* _PROBLEM_:
In your answer, give each entry again exactly as it appears.

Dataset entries
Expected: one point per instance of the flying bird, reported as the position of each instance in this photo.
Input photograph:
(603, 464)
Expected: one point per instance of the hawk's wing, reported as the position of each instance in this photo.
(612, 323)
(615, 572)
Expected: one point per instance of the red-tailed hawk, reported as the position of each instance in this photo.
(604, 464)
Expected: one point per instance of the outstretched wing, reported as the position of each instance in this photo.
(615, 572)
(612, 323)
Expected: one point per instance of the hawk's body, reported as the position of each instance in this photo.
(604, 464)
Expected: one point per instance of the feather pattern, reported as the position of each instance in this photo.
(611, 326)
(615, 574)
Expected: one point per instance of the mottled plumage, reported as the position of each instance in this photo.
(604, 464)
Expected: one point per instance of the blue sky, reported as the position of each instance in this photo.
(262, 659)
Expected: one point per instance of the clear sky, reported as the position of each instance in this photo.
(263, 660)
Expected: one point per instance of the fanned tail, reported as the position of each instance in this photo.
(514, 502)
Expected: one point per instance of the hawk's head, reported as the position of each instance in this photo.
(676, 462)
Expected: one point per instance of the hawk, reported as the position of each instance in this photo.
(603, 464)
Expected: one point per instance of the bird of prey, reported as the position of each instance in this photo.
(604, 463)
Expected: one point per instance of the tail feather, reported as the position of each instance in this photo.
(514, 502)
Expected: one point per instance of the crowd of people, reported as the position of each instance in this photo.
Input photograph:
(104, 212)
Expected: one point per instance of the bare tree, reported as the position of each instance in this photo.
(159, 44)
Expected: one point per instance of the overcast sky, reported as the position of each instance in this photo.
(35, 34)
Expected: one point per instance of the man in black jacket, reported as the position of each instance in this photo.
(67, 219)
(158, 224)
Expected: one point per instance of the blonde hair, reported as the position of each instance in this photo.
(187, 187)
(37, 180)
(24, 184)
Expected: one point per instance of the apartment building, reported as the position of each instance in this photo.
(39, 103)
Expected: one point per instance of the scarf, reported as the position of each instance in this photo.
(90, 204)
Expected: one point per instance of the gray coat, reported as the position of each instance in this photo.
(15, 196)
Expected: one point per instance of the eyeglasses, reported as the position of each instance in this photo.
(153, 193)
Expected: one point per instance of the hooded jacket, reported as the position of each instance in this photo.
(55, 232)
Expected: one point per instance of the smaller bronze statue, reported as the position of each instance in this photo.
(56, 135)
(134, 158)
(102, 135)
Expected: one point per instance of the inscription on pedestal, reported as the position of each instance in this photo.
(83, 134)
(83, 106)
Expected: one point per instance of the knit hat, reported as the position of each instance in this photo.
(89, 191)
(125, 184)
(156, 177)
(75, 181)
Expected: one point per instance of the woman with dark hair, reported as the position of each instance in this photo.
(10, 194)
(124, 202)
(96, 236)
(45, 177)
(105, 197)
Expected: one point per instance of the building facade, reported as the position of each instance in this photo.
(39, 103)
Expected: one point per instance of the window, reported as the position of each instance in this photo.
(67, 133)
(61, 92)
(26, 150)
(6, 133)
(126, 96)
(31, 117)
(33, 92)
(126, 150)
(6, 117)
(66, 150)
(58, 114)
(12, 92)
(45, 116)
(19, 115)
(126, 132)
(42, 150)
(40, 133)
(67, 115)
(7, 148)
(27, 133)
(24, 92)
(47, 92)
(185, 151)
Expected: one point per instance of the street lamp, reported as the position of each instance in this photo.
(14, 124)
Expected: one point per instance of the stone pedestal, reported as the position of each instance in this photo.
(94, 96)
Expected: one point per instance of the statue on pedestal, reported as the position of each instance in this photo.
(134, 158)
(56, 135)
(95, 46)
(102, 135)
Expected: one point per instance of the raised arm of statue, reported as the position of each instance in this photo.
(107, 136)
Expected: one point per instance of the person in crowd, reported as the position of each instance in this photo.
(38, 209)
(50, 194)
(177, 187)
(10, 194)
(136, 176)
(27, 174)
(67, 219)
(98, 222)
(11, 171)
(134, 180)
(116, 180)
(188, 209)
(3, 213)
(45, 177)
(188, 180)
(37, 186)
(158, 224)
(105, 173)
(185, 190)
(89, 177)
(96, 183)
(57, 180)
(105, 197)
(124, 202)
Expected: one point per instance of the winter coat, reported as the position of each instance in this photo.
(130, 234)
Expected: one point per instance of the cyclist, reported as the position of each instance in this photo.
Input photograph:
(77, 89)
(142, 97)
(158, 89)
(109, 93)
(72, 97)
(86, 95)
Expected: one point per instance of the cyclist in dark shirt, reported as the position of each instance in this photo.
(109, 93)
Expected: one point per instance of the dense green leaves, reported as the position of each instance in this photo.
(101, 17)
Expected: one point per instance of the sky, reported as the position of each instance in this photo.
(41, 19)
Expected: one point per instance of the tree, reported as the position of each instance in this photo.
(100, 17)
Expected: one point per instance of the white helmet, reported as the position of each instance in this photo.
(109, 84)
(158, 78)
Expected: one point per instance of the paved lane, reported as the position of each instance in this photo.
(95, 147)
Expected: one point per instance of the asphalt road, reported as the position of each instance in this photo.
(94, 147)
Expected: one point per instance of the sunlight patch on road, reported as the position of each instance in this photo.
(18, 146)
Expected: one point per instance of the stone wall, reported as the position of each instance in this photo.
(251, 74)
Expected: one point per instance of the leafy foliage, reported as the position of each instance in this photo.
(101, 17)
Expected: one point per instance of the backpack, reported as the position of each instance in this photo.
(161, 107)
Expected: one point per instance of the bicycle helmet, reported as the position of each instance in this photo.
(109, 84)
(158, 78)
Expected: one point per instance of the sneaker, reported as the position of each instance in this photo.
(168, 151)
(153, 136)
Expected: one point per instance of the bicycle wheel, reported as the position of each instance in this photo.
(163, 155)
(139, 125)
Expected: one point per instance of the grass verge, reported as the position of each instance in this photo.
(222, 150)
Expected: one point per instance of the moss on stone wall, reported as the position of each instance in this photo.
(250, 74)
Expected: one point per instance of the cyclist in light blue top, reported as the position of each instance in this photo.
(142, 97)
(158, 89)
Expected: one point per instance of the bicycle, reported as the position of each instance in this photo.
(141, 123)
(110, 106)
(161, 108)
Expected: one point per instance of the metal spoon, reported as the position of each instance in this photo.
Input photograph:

* _RESULT OF THE EXERCISE_:
Expected: one point per instance of the flying bird, reported as the position of each instance in this photo.
Input photograph:
(603, 464)
Expected: one point per instance of the hawk's wing, reported as the position of each instance in this photo.
(612, 323)
(615, 572)
Expected: one point per instance of the red-tailed hawk, reported as the position of each instance in this photo.
(604, 464)
Expected: one point per instance of the outstretched wing, reported as the position of each instance in this photo.
(615, 572)
(612, 323)
Expected: one point per instance of the hawk's body, reported as the position of each instance in this photo.
(604, 464)
Expected: one point per instance of the feather pattern, reported as the position of each instance in this photo.
(611, 326)
(615, 574)
Expected: one point per instance of the mottled plumage, reported as the position of each instance in this photo.
(604, 464)
Expected: one point per instance of the blue sky, reported as the position of each instance in this photo.
(262, 659)
Expected: one point per instance of the clear sky, reported as the position of each instance in this photo.
(263, 660)
Expected: one point per instance of the fanned tail, reported as the position of each instance in this photo.
(514, 502)
Expected: one point per instance of the hawk's head, reported as the position of each instance in this photo.
(676, 462)
Expected: one point per instance of the hawk, reported as the position of each instance in this photo.
(603, 464)
Expected: one point per instance of the bird of prey, reported as the position of each instance in this photo.
(604, 463)
Expected: one point per instance of the tail feather, reported as the position of each instance in this photo.
(514, 502)
Expected: one point per instance of the crowd of people, reported as the position of each instance in this photo.
Input photograph:
(104, 212)
Expected: one point per instance of the bare tree, reported as the position of each instance in this photo.
(159, 44)
Expected: one point per instance of the overcast sky, reported as the position of each instance in this photo.
(35, 34)
Expected: one point per instance of the man in black jacket, reported as the position of each instance in this photo.
(67, 219)
(158, 224)
Expected: one point per instance of the blonde hair, reported as the position of each instance in this photo.
(187, 187)
(37, 180)
(24, 184)
Expected: one point per instance of the apartment building, reported as the position of each instance in this photo.
(39, 103)
Expected: one point per instance of the scarf, reported as the position of each instance in this photo.
(90, 204)
Expected: one point per instance of the gray coat, reported as the position of each instance in this photo.
(15, 196)
Expected: one point per instance of the eyeglasses, reported as the position of each instance in this photo.
(153, 193)
Expected: one point per instance of the hooded jacket, reported as the position of each instance in this photo.
(55, 232)
Expected: one point per instance of the smaller bronze statue, reported as the position of each instance in this photo.
(56, 135)
(134, 158)
(102, 135)
Expected: one point per instance of the inscription on pedestal, reported as the position of each instance in this photo.
(83, 134)
(83, 106)
Expected: one point per instance of the knit hat, reported as the position of each instance in this photo.
(89, 191)
(125, 184)
(156, 177)
(75, 181)
Expected: one point per instance of the woman with dark hair, reported as the position of each instance in this photo.
(10, 194)
(124, 202)
(96, 236)
(45, 177)
(105, 197)
Expected: one point per instance of the building facade, reported as the position of each instance in this photo.
(39, 103)
Expected: one point per instance of the window, reported as the position of each instance in this photo.
(67, 133)
(61, 92)
(26, 150)
(6, 133)
(126, 96)
(31, 117)
(33, 92)
(126, 150)
(6, 117)
(66, 150)
(58, 114)
(12, 92)
(45, 116)
(19, 115)
(126, 132)
(42, 150)
(40, 133)
(67, 115)
(7, 148)
(27, 133)
(24, 92)
(47, 92)
(185, 151)
Expected: one point per instance of the street lamp, reported as the position of each instance in this photo.
(14, 124)
Expected: one point per instance of the stone pedestal, reported as the position of each instance in this photo.
(94, 96)
Expected: one point per instance of the statue on pedestal, reported as the position of each instance in this photo.
(134, 158)
(56, 135)
(95, 46)
(102, 135)
Expected: one point per instance of the raised arm of statue, reported as the position of each instance in this photo.
(107, 136)
Expected: one point per instance of the person in crowd, reported as the position of each instance in this photo.
(38, 209)
(50, 194)
(177, 187)
(10, 194)
(136, 176)
(27, 174)
(67, 219)
(98, 222)
(11, 171)
(134, 180)
(116, 180)
(188, 209)
(3, 213)
(45, 177)
(188, 180)
(37, 186)
(158, 224)
(105, 173)
(185, 190)
(89, 177)
(96, 183)
(57, 180)
(105, 197)
(124, 202)
Expected: one point per instance of the winter coat, reported as the position of each instance in this photo.
(130, 234)
Expected: one point per instance of the cyclist, reported as the position of each instance in this photo.
Input photograph:
(77, 89)
(142, 97)
(158, 89)
(109, 93)
(72, 97)
(86, 95)
Expected: one point per instance of the cyclist in dark shirt, reported as the position of each instance in this photo.
(109, 93)
Expected: one point per instance of the dense green leaves, reported as the position of each instance in this photo.
(101, 17)
Expected: one point per instance of the sky, reported as the position of each instance in this photo.
(41, 19)
Expected: one point per instance of the tree, reported as the position of each instance in this photo.
(100, 17)
Expected: one point per instance of the white helmet, reported as the position of each instance in this photo.
(109, 84)
(158, 78)
Expected: one point per instance of the paved lane, reported as the position of each instance in this photo.
(95, 147)
Expected: one point per instance of the asphalt road, reported as the position of each instance in this photo.
(94, 147)
Expected: one point per instance of the sunlight patch on road, reported as the position of each instance in this photo.
(18, 146)
Expected: one point per instance of the stone wall, reported as the position of each instance in this photo.
(251, 74)
Expected: one point per instance of the leafy foliage, reported as the position of each instance in this photo.
(101, 17)
Expected: one point per instance of the backpack, reported as the position of each instance in this photo.
(161, 107)
Expected: one point per instance of the bicycle helmet, reported as the position of each instance in this photo.
(109, 84)
(158, 78)
Expected: one point per instance of the sneaker, reported as the position of each instance in this photo.
(168, 151)
(153, 136)
Expected: one point per instance of the bicycle wheel, reported as the position of each instance in this photo.
(163, 155)
(139, 125)
Expected: one point per instance of the grass verge, reported as the position of each instance in this photo.
(222, 150)
Expected: one point per instance of the moss on stone wall, reported as the position of each instance in this photo.
(250, 74)
Expected: one point per instance of the cyclist in light blue top, reported as the position of each instance in this photo.
(142, 97)
(158, 89)
Expected: one point per instance of the bicycle, reported as the position of each instance in this photo.
(141, 123)
(110, 106)
(161, 108)
Expected: one point per instance of the metal spoon, reported as the position of each instance in this photo.
Input photograph:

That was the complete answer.